▸ What needs to be done
Reproduce only the lines from the one containing "Input query: parked car" through the end of the data, exactly as they stand.

Segment Start: Supplied material

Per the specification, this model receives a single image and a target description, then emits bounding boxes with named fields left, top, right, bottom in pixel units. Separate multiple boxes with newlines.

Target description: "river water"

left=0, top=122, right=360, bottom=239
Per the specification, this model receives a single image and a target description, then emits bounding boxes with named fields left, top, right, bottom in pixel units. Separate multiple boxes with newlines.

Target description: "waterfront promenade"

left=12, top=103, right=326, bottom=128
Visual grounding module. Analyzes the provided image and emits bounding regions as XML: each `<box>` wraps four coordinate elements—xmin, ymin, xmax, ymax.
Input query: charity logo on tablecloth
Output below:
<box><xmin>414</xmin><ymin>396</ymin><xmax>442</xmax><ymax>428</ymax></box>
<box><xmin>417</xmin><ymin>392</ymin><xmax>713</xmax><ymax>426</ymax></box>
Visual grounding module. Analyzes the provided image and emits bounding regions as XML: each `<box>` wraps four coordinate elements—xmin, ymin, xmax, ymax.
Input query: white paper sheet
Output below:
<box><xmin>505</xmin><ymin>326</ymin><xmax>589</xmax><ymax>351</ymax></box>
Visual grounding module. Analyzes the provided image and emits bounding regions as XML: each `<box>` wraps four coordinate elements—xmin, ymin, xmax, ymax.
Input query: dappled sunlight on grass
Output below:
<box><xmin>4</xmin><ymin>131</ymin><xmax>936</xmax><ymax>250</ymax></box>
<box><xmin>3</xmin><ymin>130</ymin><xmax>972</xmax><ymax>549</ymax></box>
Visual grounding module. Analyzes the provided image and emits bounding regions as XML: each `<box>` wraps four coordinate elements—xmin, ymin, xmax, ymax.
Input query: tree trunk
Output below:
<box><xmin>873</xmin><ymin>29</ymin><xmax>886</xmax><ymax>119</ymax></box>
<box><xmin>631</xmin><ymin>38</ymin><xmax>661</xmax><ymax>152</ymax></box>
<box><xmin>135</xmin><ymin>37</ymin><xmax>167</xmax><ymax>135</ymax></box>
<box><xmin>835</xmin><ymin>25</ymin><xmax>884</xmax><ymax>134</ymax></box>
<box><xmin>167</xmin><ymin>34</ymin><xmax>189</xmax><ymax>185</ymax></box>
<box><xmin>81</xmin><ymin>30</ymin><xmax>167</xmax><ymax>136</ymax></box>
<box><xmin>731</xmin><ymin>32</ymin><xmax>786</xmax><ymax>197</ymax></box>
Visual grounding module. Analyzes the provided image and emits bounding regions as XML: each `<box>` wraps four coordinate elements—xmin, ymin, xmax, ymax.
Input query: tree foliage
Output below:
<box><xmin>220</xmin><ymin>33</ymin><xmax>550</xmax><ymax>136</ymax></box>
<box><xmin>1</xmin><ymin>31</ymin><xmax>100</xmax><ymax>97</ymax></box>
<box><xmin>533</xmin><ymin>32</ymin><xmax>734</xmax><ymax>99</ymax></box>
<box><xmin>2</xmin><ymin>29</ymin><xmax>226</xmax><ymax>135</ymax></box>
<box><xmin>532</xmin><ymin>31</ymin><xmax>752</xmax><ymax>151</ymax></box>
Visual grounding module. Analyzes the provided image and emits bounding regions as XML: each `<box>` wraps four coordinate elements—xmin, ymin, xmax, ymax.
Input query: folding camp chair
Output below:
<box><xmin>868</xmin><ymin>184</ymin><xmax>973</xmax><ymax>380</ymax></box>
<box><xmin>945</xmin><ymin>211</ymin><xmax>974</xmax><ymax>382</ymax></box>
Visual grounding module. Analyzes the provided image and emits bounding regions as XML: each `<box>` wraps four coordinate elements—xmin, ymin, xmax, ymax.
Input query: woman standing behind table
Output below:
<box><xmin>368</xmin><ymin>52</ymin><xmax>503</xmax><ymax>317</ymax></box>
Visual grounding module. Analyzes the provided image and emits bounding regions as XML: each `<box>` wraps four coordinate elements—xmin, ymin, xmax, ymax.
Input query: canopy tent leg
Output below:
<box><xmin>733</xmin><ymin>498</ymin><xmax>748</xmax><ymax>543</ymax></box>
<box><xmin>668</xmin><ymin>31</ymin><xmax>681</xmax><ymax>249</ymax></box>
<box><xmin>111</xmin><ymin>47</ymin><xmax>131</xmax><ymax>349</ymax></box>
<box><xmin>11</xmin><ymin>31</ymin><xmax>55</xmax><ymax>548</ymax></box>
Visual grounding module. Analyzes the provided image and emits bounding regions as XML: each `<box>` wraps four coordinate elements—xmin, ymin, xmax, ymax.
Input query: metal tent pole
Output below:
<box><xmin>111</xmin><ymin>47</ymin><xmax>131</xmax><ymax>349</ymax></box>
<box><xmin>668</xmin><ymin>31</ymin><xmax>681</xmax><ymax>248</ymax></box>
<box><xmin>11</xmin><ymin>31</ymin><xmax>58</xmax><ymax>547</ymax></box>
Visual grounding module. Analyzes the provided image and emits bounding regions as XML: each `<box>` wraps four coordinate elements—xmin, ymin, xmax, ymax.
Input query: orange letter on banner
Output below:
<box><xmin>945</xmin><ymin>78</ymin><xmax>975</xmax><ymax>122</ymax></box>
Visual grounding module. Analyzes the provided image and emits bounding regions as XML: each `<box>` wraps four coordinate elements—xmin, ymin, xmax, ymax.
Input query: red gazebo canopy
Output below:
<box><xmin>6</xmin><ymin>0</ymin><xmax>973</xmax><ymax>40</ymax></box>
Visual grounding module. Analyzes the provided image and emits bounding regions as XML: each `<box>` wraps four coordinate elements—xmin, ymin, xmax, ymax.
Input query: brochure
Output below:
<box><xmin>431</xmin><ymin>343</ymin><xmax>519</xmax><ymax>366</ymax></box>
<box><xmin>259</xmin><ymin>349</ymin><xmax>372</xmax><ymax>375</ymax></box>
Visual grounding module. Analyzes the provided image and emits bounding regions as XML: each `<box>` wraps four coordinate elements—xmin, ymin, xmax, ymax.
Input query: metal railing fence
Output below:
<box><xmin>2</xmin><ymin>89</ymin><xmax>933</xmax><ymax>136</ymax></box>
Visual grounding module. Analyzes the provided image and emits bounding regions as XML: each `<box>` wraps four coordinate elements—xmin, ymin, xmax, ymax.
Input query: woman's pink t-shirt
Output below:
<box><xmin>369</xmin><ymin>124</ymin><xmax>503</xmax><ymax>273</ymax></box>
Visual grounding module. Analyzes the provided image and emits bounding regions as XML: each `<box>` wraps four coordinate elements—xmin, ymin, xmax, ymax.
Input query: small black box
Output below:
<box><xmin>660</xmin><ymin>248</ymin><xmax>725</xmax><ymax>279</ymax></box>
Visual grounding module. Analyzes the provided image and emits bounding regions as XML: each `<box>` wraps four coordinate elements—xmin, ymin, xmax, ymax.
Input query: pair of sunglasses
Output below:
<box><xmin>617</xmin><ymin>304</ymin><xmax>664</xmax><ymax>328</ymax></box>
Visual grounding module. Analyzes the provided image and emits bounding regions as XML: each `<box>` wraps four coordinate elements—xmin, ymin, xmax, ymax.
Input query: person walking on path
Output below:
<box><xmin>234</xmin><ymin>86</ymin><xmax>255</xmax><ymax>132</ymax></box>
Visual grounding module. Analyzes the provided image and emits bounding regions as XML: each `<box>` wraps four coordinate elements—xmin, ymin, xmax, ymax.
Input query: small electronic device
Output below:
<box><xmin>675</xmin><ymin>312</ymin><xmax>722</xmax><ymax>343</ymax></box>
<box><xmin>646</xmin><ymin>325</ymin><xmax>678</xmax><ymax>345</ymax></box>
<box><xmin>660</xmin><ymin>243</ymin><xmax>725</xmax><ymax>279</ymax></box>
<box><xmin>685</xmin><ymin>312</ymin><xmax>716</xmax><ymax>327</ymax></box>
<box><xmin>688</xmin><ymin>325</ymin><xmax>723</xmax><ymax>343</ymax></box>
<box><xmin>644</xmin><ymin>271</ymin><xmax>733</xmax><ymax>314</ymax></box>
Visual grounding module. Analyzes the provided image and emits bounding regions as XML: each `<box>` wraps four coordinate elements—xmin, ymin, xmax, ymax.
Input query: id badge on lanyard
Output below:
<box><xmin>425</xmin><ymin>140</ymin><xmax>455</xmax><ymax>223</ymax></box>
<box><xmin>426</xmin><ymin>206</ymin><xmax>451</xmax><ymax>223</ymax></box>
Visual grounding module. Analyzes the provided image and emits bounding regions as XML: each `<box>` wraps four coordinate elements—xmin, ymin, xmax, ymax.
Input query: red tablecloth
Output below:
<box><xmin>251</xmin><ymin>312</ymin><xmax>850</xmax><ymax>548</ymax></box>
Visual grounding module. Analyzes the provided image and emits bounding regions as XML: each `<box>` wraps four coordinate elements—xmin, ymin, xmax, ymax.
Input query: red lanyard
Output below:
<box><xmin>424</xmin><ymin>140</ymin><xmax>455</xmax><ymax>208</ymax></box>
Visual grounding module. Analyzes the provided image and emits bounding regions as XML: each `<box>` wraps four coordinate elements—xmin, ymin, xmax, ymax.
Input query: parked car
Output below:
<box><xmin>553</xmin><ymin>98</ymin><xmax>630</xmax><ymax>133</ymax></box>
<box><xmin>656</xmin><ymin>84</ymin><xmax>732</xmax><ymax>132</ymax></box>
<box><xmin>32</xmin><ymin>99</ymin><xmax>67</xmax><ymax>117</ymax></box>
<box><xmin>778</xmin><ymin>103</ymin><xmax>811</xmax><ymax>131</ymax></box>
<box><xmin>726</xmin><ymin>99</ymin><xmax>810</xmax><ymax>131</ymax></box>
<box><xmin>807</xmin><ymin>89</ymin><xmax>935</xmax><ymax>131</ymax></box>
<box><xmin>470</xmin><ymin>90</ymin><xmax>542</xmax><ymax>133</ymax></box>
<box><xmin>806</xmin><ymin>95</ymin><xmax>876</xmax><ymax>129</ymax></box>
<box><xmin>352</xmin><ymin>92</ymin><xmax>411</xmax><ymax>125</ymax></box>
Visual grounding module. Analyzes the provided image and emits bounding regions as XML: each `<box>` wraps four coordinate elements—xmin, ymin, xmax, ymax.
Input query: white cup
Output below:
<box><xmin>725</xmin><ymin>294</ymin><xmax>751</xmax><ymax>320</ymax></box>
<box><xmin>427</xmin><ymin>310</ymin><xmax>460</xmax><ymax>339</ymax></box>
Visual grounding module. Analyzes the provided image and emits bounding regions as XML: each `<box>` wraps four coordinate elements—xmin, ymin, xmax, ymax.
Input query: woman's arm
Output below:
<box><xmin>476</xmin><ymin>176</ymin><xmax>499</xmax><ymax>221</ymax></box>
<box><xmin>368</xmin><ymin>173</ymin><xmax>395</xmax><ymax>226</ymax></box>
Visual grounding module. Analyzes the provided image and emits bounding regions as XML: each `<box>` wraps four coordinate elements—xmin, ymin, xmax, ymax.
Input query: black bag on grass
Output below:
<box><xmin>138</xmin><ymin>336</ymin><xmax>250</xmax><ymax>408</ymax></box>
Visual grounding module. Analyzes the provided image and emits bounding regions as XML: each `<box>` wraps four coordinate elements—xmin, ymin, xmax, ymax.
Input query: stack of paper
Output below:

Segment End: Supplied material

▸ Answer box
Input query: parked car
Output below:
<box><xmin>553</xmin><ymin>98</ymin><xmax>630</xmax><ymax>133</ymax></box>
<box><xmin>656</xmin><ymin>84</ymin><xmax>732</xmax><ymax>132</ymax></box>
<box><xmin>32</xmin><ymin>99</ymin><xmax>67</xmax><ymax>117</ymax></box>
<box><xmin>778</xmin><ymin>103</ymin><xmax>811</xmax><ymax>131</ymax></box>
<box><xmin>726</xmin><ymin>99</ymin><xmax>810</xmax><ymax>131</ymax></box>
<box><xmin>807</xmin><ymin>89</ymin><xmax>935</xmax><ymax>131</ymax></box>
<box><xmin>470</xmin><ymin>90</ymin><xmax>542</xmax><ymax>133</ymax></box>
<box><xmin>806</xmin><ymin>95</ymin><xmax>876</xmax><ymax>129</ymax></box>
<box><xmin>352</xmin><ymin>92</ymin><xmax>411</xmax><ymax>125</ymax></box>
Visual grounding module. Analyzes the provided image and emits bounding regions as XML: each `<box>` wraps four coordinate elements—xmin, ymin, xmax, ymax.
Input query: white cup
Output below:
<box><xmin>725</xmin><ymin>294</ymin><xmax>751</xmax><ymax>320</ymax></box>
<box><xmin>427</xmin><ymin>310</ymin><xmax>460</xmax><ymax>339</ymax></box>
Visual grounding module. Analyzes the provided image and emits bounding regions as XML: each `<box>` wraps four coordinate elements—xmin, ymin, xmax, ymax.
Input query: woman's arm
Output below:
<box><xmin>476</xmin><ymin>176</ymin><xmax>499</xmax><ymax>221</ymax></box>
<box><xmin>368</xmin><ymin>173</ymin><xmax>395</xmax><ymax>226</ymax></box>
Visual grounding module. Analyzes the provided image and emits bounding regions as XML: each `<box>` wraps four coordinate elements—xmin, ymin, xmax, ymax.
Input query: black bag on grass
Output below:
<box><xmin>138</xmin><ymin>336</ymin><xmax>250</xmax><ymax>408</ymax></box>
Visual grounding module. Analyzes the provided image and emits bounding regions as XML: each `<box>` wraps four coordinate elements—xmin, ymin, xmax, ymax.
Input query: stack of paper
Output below:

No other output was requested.